EXCERPT PROVIDED:
::::::::

Wednesday, 29 January 2014

Eating Nuts Helps Keep Weight Down



A new study adds to growing evidence that nuts – once considered too fattening to be healthy – may, in fact, help keep weight down, on top of offering other health benefits.

Researchers found that study participants who ate the most tree nuts – such as almonds, Brazil nuts, pistachios and walnuts – were between 37 and 46 per cent less likely to be obese than those who ate the fewest tree nuts.

People who ate the most nuts were also less likely to have metabolic syndrome, which is defined as having three or more conditions associated with heart disease and diabetes risk.

The study, which was published online in Plos One, was partially funded by a grant from the International Tree Nut Council Nutrition Research and Education Foundation.

In another recent study that the foundation also funded, researchers found that people who reported eating the most nuts were less likely to die over a 24-year period than those who ate the fewest nuts.

::::::::

Dataset records

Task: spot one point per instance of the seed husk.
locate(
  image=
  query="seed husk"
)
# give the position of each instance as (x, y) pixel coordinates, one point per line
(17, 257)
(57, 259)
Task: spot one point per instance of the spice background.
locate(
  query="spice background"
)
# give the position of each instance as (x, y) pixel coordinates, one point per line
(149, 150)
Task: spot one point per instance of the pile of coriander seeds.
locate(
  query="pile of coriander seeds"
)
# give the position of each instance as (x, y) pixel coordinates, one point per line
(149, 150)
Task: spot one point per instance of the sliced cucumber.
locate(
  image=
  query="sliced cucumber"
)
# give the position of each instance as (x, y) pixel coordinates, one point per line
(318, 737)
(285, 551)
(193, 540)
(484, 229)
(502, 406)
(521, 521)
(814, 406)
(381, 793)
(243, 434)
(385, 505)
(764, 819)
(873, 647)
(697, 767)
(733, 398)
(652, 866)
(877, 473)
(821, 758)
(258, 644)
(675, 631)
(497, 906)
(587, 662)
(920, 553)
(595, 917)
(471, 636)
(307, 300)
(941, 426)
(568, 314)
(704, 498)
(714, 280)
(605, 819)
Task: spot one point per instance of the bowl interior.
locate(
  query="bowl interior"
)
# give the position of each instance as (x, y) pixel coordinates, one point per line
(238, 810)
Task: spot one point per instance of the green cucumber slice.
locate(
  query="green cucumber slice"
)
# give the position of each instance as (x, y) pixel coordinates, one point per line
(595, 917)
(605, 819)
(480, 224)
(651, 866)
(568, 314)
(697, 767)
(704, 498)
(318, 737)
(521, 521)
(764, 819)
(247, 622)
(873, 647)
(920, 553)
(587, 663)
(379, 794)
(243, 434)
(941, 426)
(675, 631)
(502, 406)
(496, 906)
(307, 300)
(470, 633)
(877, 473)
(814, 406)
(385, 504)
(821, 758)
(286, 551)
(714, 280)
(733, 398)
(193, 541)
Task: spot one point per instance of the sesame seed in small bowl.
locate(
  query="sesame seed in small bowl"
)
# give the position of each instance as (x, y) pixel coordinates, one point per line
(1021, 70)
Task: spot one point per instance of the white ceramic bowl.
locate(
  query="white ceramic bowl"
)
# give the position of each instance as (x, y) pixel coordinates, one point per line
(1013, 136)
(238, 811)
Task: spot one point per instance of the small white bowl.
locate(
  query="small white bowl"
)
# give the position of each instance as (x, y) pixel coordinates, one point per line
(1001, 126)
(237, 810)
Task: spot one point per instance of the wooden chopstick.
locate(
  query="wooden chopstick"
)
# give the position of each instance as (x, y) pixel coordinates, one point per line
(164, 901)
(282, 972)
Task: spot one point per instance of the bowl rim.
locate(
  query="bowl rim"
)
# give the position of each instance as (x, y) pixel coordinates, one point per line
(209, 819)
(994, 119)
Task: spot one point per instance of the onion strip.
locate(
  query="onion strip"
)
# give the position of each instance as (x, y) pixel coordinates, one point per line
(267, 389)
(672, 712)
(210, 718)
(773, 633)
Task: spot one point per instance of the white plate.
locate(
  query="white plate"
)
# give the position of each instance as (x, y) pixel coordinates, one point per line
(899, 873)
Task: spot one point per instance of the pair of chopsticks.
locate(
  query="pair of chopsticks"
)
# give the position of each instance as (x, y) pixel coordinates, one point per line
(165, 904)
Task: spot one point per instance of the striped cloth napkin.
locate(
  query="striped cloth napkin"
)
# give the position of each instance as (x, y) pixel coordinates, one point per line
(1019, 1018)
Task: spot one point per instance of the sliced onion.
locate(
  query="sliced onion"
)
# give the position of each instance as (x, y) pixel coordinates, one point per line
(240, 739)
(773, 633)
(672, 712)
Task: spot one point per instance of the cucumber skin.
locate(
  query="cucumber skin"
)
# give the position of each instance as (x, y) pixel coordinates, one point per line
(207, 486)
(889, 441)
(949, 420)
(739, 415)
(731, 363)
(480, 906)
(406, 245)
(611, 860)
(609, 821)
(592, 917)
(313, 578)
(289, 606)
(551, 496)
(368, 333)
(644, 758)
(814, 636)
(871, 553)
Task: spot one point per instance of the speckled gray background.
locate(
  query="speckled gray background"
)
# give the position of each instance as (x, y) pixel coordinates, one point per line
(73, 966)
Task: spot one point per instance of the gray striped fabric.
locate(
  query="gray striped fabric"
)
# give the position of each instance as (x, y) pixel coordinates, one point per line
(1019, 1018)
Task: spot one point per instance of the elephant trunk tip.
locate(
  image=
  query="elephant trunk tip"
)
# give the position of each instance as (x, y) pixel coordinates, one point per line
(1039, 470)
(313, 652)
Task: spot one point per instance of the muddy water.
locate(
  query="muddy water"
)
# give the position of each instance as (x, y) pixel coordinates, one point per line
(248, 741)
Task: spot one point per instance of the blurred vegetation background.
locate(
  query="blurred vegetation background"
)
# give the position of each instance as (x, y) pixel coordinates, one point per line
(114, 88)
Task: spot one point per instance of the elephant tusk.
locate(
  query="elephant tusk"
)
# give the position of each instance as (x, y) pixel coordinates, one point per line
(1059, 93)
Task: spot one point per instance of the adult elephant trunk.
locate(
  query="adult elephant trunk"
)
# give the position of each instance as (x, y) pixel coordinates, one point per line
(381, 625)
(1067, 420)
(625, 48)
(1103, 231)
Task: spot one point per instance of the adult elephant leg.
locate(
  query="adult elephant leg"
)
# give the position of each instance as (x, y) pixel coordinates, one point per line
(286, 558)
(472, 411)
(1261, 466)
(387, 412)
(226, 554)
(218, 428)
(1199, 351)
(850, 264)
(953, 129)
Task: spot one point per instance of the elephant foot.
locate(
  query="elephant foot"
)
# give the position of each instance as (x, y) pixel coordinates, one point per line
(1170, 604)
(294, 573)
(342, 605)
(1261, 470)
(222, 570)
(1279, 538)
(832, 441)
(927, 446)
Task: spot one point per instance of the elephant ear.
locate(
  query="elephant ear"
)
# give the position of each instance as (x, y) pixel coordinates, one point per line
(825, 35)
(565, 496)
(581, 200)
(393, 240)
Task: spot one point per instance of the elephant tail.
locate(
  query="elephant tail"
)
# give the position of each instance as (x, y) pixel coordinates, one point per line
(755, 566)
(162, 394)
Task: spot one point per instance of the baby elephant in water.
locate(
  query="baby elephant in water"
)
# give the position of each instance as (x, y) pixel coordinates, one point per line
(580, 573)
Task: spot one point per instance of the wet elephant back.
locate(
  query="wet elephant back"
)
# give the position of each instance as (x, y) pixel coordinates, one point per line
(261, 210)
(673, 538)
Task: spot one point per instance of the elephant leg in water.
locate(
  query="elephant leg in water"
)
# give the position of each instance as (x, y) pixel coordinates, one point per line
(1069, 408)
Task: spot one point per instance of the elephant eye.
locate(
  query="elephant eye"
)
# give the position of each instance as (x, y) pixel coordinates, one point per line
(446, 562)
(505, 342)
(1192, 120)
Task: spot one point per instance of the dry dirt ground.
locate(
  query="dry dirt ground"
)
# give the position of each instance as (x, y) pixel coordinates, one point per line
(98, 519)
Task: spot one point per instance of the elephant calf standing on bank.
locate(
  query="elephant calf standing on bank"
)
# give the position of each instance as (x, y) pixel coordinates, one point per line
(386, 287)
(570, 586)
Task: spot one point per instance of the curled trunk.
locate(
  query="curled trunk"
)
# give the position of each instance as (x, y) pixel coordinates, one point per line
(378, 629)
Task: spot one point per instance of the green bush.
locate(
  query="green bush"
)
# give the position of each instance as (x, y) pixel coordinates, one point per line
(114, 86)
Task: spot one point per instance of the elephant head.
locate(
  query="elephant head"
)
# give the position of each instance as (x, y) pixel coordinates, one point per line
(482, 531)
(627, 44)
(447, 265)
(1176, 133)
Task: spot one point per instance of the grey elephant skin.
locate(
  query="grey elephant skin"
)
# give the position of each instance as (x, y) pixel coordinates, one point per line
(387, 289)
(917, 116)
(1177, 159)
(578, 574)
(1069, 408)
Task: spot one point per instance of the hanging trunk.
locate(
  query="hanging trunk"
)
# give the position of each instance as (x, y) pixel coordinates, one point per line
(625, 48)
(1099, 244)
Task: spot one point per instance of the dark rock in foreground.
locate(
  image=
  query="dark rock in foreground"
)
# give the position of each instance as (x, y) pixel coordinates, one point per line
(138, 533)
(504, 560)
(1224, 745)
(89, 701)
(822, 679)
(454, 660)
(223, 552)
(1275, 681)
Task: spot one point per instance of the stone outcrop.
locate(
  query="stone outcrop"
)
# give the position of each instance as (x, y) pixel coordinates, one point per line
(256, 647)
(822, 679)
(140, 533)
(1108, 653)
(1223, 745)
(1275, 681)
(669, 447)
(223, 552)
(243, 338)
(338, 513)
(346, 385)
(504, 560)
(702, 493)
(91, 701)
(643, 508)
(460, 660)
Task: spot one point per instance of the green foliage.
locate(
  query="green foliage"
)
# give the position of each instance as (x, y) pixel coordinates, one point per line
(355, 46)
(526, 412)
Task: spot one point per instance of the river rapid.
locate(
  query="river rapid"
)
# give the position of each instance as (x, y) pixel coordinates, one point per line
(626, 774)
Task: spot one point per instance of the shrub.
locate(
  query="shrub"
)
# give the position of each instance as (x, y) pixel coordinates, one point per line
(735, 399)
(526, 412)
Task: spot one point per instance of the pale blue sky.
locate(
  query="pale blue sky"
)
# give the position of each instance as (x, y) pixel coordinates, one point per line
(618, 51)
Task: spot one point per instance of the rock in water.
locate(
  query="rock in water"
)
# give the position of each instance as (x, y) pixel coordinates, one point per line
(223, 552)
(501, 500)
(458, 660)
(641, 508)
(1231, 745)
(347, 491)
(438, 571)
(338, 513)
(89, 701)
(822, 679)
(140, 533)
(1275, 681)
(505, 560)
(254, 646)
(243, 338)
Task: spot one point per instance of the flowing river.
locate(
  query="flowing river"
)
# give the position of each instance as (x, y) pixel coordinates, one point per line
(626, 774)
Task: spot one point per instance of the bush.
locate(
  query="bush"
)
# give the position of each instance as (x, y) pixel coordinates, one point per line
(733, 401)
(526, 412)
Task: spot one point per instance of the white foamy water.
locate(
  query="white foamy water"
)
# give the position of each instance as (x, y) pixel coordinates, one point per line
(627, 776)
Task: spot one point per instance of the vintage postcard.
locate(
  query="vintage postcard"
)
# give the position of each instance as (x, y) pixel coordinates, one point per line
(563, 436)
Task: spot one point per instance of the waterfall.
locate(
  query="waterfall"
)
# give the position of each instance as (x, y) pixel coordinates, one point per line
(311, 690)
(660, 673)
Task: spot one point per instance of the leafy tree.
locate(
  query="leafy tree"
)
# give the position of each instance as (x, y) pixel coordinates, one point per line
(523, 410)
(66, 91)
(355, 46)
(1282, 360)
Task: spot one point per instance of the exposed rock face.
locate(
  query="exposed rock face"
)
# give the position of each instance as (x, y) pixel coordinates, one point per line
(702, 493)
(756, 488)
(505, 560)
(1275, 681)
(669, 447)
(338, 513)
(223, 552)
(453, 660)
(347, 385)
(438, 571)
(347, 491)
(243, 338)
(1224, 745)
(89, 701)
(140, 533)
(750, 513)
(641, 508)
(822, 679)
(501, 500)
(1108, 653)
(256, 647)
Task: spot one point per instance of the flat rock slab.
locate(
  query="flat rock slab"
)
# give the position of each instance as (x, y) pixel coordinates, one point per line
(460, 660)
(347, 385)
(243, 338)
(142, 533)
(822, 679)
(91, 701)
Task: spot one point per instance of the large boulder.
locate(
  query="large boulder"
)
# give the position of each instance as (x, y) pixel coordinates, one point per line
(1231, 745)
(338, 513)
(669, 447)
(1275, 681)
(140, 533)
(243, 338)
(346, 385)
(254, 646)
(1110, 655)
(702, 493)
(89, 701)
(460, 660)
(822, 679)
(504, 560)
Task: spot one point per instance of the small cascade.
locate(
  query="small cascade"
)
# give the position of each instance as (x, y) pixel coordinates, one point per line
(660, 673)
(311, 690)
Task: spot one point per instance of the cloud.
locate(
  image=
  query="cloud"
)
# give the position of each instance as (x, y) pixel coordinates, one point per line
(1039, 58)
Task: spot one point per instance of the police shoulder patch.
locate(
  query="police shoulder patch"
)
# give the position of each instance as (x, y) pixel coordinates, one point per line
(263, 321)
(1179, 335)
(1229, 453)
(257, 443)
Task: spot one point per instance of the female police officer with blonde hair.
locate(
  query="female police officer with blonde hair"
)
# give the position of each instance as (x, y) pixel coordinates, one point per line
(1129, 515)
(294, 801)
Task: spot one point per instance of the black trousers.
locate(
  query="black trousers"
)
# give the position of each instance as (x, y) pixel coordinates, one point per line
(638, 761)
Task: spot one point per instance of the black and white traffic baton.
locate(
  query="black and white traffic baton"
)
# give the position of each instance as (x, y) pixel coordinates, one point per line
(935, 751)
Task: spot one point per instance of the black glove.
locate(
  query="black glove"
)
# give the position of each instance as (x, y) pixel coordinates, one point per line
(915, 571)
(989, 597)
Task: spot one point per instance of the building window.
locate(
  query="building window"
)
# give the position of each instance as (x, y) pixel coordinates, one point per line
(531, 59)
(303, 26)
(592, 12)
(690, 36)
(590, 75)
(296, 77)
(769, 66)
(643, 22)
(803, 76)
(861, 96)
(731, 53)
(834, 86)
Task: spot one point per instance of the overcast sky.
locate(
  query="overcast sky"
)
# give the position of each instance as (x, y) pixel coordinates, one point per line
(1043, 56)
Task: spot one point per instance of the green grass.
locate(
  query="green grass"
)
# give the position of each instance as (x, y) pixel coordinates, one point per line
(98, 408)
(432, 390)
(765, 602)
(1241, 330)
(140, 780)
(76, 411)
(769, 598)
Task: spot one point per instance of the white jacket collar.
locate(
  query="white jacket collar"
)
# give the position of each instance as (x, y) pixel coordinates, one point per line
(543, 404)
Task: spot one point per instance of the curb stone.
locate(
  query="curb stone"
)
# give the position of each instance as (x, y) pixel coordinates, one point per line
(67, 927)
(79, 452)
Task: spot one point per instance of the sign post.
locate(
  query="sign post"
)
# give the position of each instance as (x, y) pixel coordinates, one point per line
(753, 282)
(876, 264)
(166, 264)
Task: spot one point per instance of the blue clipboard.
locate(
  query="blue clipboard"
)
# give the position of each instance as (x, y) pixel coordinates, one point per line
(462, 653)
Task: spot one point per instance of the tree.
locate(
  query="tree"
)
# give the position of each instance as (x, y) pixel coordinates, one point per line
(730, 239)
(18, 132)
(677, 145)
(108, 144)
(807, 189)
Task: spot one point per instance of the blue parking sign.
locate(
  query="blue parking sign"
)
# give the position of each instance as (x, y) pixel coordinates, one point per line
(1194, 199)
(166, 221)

::::::::

DIRECTIONS:
A. In one to three sentences, explain why the news item on nuts and weight presents the new study's findings as contradicting an older view of nuts.
B. Write the next part of the news item on nuts and weight, picking up after its final sentence.
The dataset records play no part in the work here.

EXERCISE ANSWERS:
A. Nuts were once considered too fattening to be healthy. The study found that participants who ate the most tree nuts were between 37 and 46 per cent less likely to be obese than those who ate the fewest, which suggests nuts may help keep weight down.

B.
While such evidence cannot show that nuts cause the differences seen between people who love them and those who do not, there are reasons to believe nuts provide a direct benefit, said Dr Joan Sabate, the new study’s senior author from Loma Lind University in California in the United States.

For example, nuts are high in unsaturated fat, which is known as ‘good’ fat, rather than the ‘bad’ saturated fat in animal products. The high protein content of nuts may also lead people to feel fuller and eat less unhealthy food. Nuts also contain a host of other nutrients and beneficial plant chemicals.

For the study, the researchers used data on the diets of 803 men and women in the United States who were already enrolled in another study. Overall, those who ate a lot of tree nuts – about 16g per day – were just a little over normal weight, on average compared with those who ate few or no nuts and were seriously overweight or obese.

A normal body mass index (BMI) – a measure of weight in relation to height – for an adult falls between 18.5 and 24.9. Overweight people have a BMI of between 25 and 29.9 and a BMI of 30 or more is considered obese.

Participants who ate the most nuts have an average BMI of about 27 while those who ate the least – less than 5g of tree nuts per day – had an average BMI of 29 to 30.

The researchers also found that a third of the participants had metabolic syndrome.

For every one-ounce serving of tree nuts consumed per week, however, a person’s risk of having metabolic syndrome dropped by 7 per cent.